**Задание 1:**
Кого, согласно тексту о художнике Викторе Низовцеве, он начал изображать еще до рождения своих детей?
**Задание 2:**
Продолжите текст о художнике Викторе Низовцеве, начиная сразу после его последнего предложения.
:: Исходный текст ::
«С некоторыми из моих персонажей связаны почти мистические истории»

Караван историйКультура

Виктор Низовцев ловец ускользающих снов

Ирина Кравченко

С некоторыми из моих персонажей связаны почти мистические истории. Свою любимую семейку — бабушек-дедушек-внуков — я стал изображать еще до рождения детей. Но не только искусство подражает жизни — жизнь тоже порой подражает искусству. Когда у нас родилась Аня, вдруг понял: дочь фантастически похожа на девочку с моих работ. Сначала я сочинил образ, потом жизнь мне его подарила. А чем старше, чем седее становлюсь, тем больше похож на старичка, обитающего в моих картинах.

— На одной из моих выставок подошла женщина средних лет, только что купившая картину.

Спросила:

— Можно с вами сфотографироваться?

— Конечно.

И вдруг шепотом сказала:

— Признаюсь, у меня не было счастливого детства, но ваша живопись подарила ощущение именно того детства, которое я хотела бы иметь.

«Вы пишете картины для детей?» — часто спрашивают меня. Нет, они скорее для взрослых. Нередко в галерее, где выставляюсь, смотрю из какого-нибудь угла на посетителей: иной забежит, да хоть после ресторана, и явно неожиданно для себя остановится перед моей работой. Посмотрит, обернется — а на лице улыбка. И я понимаю: человек забыл, куда шел, потому что увидел выдуманный мир, который ему до боли знаком. Отходит от картины и снова приближается к ней, не понимая, что с ним. А это повеяло оттуда — из его детства.
:::
:: Выдержка из данных ::
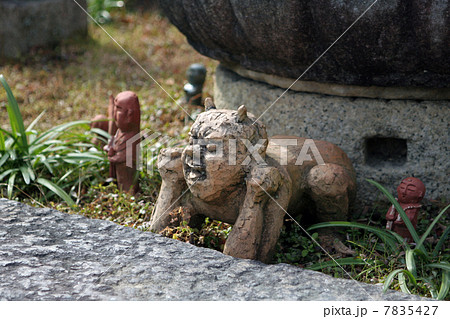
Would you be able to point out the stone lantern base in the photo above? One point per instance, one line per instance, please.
(26, 24)
(389, 134)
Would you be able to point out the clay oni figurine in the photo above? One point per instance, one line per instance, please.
(123, 147)
(410, 193)
(196, 75)
(232, 172)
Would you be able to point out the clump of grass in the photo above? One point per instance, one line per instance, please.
(421, 268)
(45, 164)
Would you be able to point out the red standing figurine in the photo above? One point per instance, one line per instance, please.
(410, 193)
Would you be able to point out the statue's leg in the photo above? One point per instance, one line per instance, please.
(331, 188)
(172, 188)
(273, 222)
(245, 236)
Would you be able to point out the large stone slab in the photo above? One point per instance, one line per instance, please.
(48, 255)
(28, 23)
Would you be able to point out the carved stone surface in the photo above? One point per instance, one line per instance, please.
(48, 255)
(351, 123)
(232, 172)
(26, 24)
(396, 43)
(196, 75)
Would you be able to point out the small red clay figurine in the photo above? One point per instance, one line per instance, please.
(127, 118)
(410, 193)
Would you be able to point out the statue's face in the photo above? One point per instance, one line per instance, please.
(410, 191)
(209, 169)
(121, 115)
(126, 111)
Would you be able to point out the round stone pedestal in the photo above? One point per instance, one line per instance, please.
(386, 139)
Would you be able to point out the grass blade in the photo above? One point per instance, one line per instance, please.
(387, 237)
(392, 275)
(57, 190)
(30, 127)
(410, 262)
(2, 141)
(445, 266)
(400, 211)
(430, 228)
(431, 287)
(83, 157)
(441, 242)
(402, 283)
(25, 174)
(6, 173)
(338, 262)
(4, 159)
(11, 184)
(15, 117)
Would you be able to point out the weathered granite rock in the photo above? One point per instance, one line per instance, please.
(396, 43)
(48, 255)
(28, 23)
(360, 126)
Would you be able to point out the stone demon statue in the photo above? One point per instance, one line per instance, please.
(231, 172)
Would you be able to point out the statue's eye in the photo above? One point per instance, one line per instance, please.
(211, 147)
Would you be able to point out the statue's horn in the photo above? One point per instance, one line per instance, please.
(209, 104)
(242, 113)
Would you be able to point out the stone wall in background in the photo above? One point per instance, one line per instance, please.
(48, 255)
(28, 24)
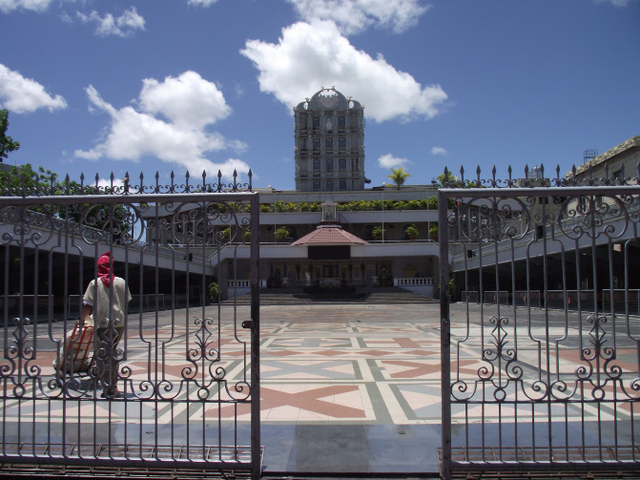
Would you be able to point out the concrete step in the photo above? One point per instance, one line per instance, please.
(383, 295)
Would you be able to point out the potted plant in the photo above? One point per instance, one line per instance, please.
(433, 232)
(377, 232)
(282, 234)
(214, 291)
(411, 232)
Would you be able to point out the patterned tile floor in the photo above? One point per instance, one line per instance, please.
(344, 387)
(340, 364)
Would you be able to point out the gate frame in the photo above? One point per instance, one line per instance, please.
(24, 198)
(446, 195)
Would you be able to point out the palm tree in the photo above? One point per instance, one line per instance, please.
(447, 179)
(398, 176)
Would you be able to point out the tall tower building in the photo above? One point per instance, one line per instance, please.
(329, 143)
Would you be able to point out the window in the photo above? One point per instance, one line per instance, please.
(329, 164)
(328, 143)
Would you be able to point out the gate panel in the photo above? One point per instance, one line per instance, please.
(185, 391)
(541, 358)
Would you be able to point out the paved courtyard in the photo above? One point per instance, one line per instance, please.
(344, 387)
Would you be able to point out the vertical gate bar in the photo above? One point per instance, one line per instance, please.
(255, 338)
(548, 346)
(445, 334)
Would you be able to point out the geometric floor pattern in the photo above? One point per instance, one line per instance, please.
(334, 364)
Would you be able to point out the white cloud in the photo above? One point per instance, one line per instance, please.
(202, 3)
(123, 26)
(7, 6)
(187, 100)
(354, 16)
(21, 95)
(389, 161)
(180, 137)
(311, 55)
(439, 151)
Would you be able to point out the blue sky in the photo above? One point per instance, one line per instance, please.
(103, 87)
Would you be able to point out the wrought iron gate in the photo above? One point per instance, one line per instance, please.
(540, 325)
(186, 391)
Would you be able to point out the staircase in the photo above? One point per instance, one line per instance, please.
(381, 295)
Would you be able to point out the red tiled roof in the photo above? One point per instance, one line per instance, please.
(329, 235)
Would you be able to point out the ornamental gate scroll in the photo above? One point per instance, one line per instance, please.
(187, 364)
(540, 326)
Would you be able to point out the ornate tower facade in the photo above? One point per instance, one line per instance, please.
(329, 143)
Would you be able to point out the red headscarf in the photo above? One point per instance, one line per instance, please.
(104, 269)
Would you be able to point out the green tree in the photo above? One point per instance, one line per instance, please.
(398, 176)
(7, 144)
(448, 179)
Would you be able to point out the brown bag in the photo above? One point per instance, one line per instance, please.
(75, 354)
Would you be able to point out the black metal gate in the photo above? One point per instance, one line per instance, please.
(185, 393)
(540, 326)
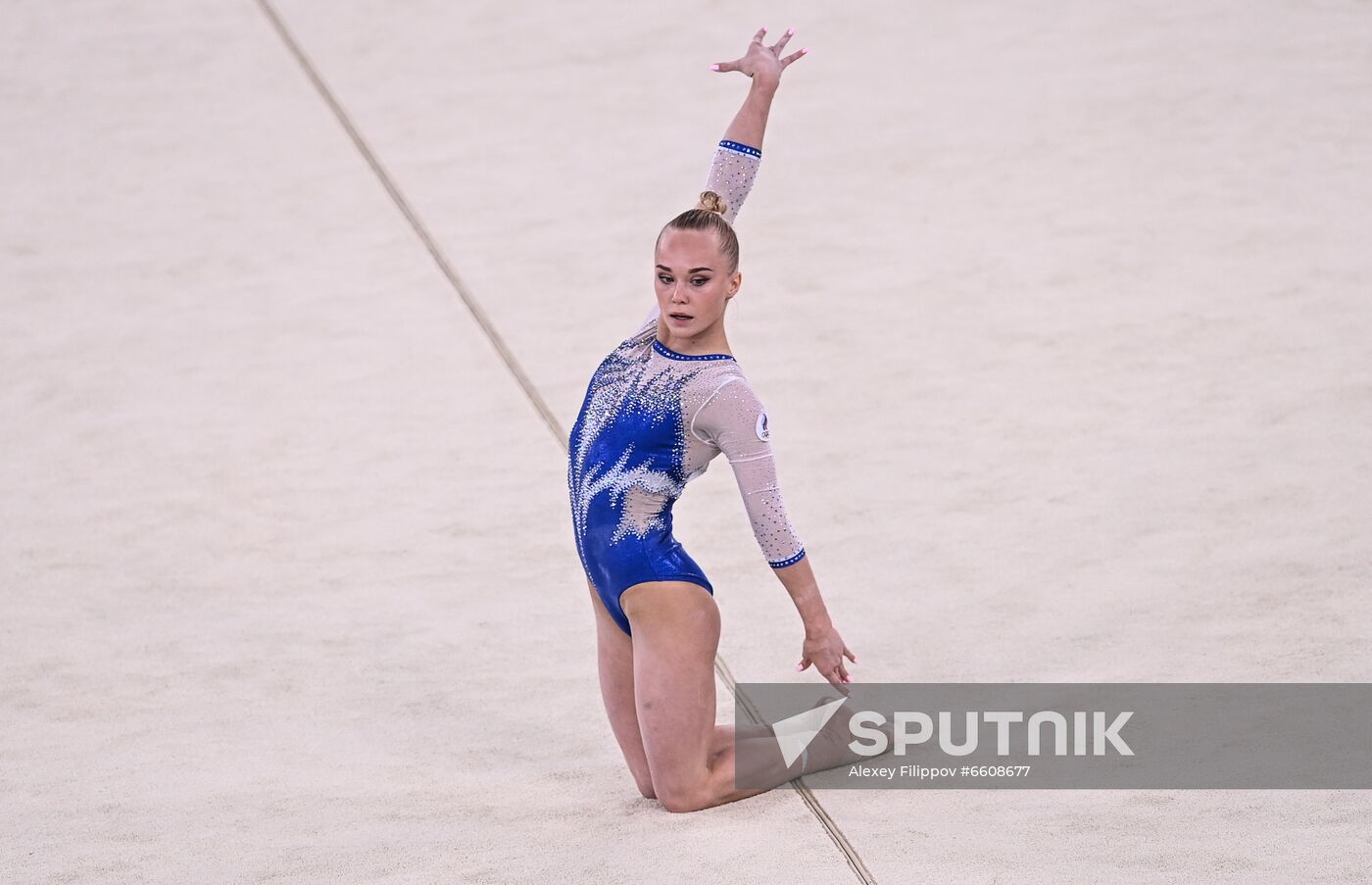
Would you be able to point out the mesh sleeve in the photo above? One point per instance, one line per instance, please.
(731, 174)
(734, 421)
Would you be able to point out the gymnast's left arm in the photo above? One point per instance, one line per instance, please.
(734, 421)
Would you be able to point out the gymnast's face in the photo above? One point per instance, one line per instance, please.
(693, 281)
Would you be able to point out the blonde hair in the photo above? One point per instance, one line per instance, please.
(709, 215)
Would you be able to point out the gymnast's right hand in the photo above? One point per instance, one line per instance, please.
(826, 651)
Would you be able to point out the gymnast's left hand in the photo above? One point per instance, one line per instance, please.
(761, 62)
(826, 651)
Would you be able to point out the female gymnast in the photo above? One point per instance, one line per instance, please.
(664, 402)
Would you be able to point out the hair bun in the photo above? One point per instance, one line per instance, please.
(712, 202)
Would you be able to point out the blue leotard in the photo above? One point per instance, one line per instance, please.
(651, 422)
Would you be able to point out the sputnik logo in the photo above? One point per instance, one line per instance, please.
(795, 733)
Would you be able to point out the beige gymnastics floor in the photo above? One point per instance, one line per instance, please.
(1060, 313)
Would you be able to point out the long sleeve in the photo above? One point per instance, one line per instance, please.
(731, 174)
(734, 421)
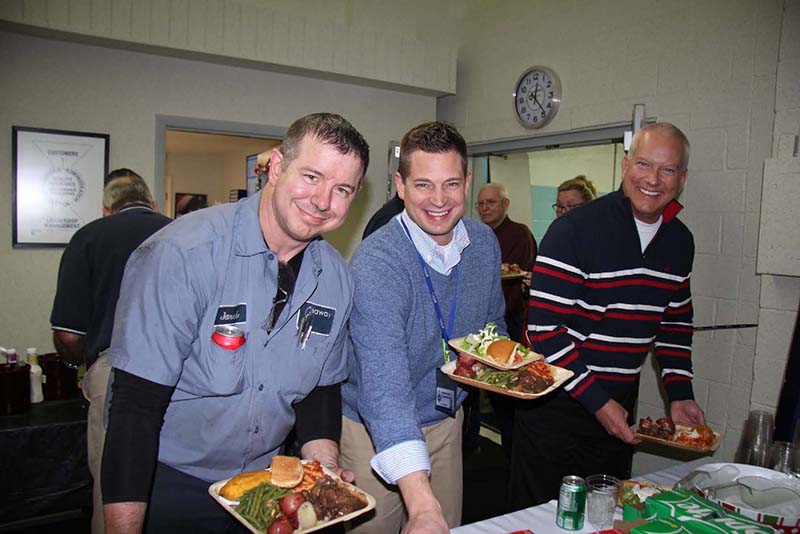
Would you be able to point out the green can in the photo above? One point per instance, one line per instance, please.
(571, 503)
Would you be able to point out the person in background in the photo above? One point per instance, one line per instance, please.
(89, 278)
(188, 408)
(611, 281)
(574, 193)
(517, 245)
(385, 214)
(427, 276)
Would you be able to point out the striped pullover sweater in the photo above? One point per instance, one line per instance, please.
(598, 304)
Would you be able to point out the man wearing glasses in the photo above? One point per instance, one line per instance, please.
(230, 330)
(611, 281)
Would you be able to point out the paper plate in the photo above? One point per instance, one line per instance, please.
(230, 506)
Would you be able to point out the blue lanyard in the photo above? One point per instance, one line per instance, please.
(445, 330)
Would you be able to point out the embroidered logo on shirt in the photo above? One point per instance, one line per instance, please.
(233, 314)
(321, 317)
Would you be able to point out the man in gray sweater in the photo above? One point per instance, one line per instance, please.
(427, 276)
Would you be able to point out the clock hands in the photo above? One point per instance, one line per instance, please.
(534, 93)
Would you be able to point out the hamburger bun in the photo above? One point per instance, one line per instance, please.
(502, 351)
(287, 471)
(238, 485)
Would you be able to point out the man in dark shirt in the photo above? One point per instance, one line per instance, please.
(89, 279)
(518, 246)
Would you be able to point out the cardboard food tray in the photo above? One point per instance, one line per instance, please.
(456, 345)
(230, 506)
(560, 375)
(674, 444)
(640, 483)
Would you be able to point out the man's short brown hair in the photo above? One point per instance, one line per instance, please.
(330, 129)
(432, 137)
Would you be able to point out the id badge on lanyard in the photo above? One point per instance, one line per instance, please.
(446, 389)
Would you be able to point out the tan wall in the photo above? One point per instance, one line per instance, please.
(69, 86)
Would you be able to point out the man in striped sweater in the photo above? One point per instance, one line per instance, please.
(611, 281)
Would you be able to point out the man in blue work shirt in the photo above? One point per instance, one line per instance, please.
(258, 269)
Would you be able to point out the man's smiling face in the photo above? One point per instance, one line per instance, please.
(435, 192)
(654, 175)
:::
**Письменный ответ 1:**
Свою любимую семейку — бабушек, дедушек и внуков.

**Письменный ответ 2:**
...Очень давно, лет в пять, я увидел сон: старинная площадь, выложенная брусчаткой, сижу посреди нее в открытом фаэтоне, запряженном лошадью, и охватывает такое блаженство!.. Вдруг меня разбудили какие-то звуки. Быстро закрыл глаза и постарался вернуться на ту площадь, но ничего не вышло. Сейчас, по прошествии лет, когда бужу жену на работу, она иногда просит: «Дай мне еще пять минут — досмотрю сон». У нее получается, и я ей завидую.

Помню, в детстве на Пасху, утром спросонья, чувствовал аромат горячих куличей, которые пекли мама с бабушкой, и буйно цветущей у порога яблони: все двери — на кухню, на веранду, в сад — были открыты. Я опять засыпал, просыпался, явь и сон переплетались, по дому плыли запахи, вплывали в мой сон, в отдалении слышались звуки суеты хлопотавших на кухне родных — и возникало то, что я называю сейчас третьей реальностью. Она была настолько явственна, настолько ощутима, что проснувшись, я пытался рассказать ее — и не мог, самое главное ускользало. Это ускользавшее нечто, невозможность выразить его словами очень огорчали. И только позднее, когда я стал более-менее хорошо рисовать, почувствовал: то, что нельзя передать словесно, можно воссоздать красками на бумаге или холсте.

— И когда вы начали улавливать это, словами невыразимое, превращая его в картинки?

— Знаете, я еще не видел ребенка, который не рисовал бы, хотя бы время от времени. Недавно предложил своему девятилетнему сыну порисовать и вдруг услышал:

— А у меня не получается.

— С чего ты взял?

— В школе сказали, я не так это делаю.

Меня эти слова возмутили: нельзя маленького человека так «учить» рисовать — можно отбить все желание.

Рисовал я, мне кажется, всегда. В районном центре недалеко от Кишинева, называвшемся Котовск, жизнь была небогата впечатлениями. Но это я понял много позднее. Когда меня, уже взрослого, спрашивали, бедно ли мы жили, не знал, что и ответить. Почти как все вокруг... Пока родители не построили дом, ютились в бабушкином, где ни воды проточной, ни других удобств. Все, как вижу теперь, было убогим, провинциальным. Но много ли надо ребенку для счастья? Когда папа с тринадцатой зарплаты купил мне велосипед, я был в восторге! До сих пор слышу шуршание тонкой бумаги, которой была обернута рама, чувствую запах кожаного седла, черной маслянистой смазки... Со своим велосипедом я стал королем улицы. Когда через пару лет его у меня банально сперли возле детской библиотеки, было ощущение, что украли часть меня.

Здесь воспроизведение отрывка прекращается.